TASK PROMPT – How many of the lines below contain the string "trunk", with uppercase and lowercase treated as different? Reply with the count alone.

RECORD EXTRACTS –

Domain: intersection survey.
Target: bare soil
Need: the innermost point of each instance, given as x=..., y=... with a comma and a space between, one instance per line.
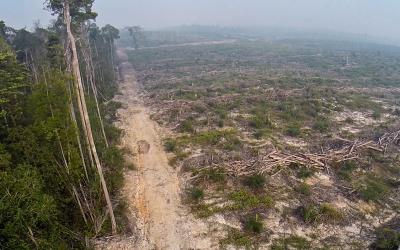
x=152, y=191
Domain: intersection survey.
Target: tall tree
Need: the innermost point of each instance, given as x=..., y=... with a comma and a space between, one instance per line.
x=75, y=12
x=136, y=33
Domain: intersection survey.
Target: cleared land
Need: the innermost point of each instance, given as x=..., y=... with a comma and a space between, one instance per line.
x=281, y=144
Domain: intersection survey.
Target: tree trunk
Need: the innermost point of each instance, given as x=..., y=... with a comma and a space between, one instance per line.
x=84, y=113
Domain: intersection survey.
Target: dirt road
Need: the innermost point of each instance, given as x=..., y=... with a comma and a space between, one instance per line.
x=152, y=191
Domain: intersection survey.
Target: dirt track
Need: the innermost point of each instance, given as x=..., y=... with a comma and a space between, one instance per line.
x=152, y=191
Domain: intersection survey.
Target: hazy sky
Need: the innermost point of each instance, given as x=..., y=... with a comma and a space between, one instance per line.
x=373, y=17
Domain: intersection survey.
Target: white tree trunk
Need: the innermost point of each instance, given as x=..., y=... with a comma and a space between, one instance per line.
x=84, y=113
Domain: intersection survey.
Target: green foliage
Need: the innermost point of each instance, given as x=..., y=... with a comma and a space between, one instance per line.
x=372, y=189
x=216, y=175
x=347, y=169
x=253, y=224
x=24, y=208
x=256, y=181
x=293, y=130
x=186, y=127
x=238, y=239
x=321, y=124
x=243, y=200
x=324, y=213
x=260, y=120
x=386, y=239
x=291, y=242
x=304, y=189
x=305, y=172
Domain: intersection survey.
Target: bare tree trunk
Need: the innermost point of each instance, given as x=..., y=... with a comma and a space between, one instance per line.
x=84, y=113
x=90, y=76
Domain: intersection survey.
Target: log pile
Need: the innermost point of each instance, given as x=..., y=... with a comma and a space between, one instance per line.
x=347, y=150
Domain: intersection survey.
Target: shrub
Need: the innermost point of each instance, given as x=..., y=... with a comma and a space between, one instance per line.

SOLUTION TO THE PROBLEM – 3